Task to carry out: Nothing but the pictures should be left out when you copy the records exactly.

┌──

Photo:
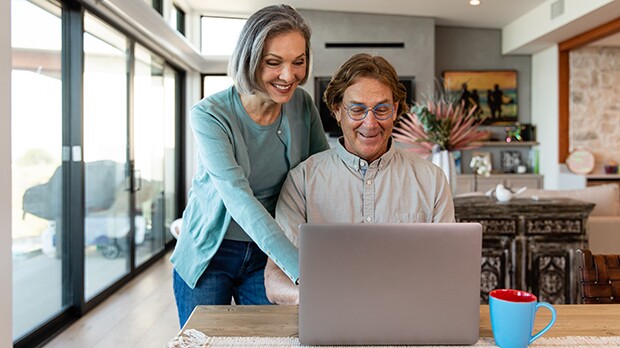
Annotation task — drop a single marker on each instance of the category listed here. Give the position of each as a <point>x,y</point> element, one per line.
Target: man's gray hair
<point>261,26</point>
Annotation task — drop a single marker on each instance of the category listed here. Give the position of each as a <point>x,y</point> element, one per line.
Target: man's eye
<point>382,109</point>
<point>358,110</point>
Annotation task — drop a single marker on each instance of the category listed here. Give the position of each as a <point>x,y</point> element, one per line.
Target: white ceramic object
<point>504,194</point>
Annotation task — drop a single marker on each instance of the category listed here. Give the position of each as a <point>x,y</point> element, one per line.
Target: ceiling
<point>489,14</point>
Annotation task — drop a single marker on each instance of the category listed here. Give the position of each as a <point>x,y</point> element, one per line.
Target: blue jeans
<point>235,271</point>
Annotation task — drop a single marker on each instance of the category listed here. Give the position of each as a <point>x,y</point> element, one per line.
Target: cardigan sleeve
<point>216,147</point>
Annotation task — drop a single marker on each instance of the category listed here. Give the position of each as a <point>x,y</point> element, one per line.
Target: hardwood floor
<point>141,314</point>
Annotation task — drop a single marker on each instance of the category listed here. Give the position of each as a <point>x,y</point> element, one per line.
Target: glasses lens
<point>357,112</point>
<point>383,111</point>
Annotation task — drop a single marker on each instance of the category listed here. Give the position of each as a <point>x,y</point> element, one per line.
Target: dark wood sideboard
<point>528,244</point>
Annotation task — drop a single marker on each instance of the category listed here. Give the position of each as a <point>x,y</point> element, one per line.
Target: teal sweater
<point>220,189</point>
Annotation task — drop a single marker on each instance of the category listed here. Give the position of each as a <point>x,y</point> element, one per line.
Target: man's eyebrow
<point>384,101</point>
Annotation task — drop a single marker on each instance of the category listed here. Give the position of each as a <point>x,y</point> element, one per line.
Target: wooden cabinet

└──

Response area:
Photo:
Annotation task — drop a single marker on each instance of the category listed here. Give the position of each as a <point>x,y</point> element, one per line.
Target: man's gray hair
<point>261,26</point>
Annotation task — drop a single marker on each instance of the category listed here. Give the position of each as a <point>x,y</point> element, one per line.
Target: man's eye
<point>382,109</point>
<point>358,110</point>
Annotation task — drop a single marker on each instance of the category listed here. Give the position of each as a <point>x,y</point> element, one per line.
Target: white ceramic object
<point>504,194</point>
Annotation task — drop a single marker on each instance of the category listed here. Give the position of each as a <point>x,y</point> element, one per line.
Target: ceiling
<point>489,14</point>
Annotation task — drop a single marker on each instance of the category listed here. Give the position of each as a <point>x,y</point> element, one per line.
Target: blue jeans
<point>235,271</point>
Annotation task — drop a single marker on each instance of the category listed here. Give the position of each as a <point>x,y</point> element, one per line.
Target: cardigan sleeve
<point>216,147</point>
Annotation task — drop a single marker on each instance of the category listed here. Give the position of each as a <point>x,y</point> element, one per line.
Target: hardwood floor
<point>141,314</point>
Annotation task — drop a single marker on each instance of the category listed here. Give the position of each as a <point>x,y</point> element, one per line.
Target: glasses lens
<point>357,112</point>
<point>383,111</point>
Annotation task — drop a single marker on each instance of the category listed here. Give the position of each as a <point>x,y</point> element, one per line.
Target: dark wood sideboard
<point>528,244</point>
Annotation task — drop a single marker on each instance of the category listed here. Give the position of each as a <point>x,y</point> element, one per line.
Target: teal sweater
<point>220,189</point>
Annotation task — drop a single marker on each instance of the category listed here. Give the position of each as a <point>x,y</point> element, one per line.
Target: man's eyebrow
<point>384,101</point>
Annotation task — drop a single marker on each instance of the category listed here. Give the position of each as a <point>x,y</point> element, one per line.
Target: wooden cabinet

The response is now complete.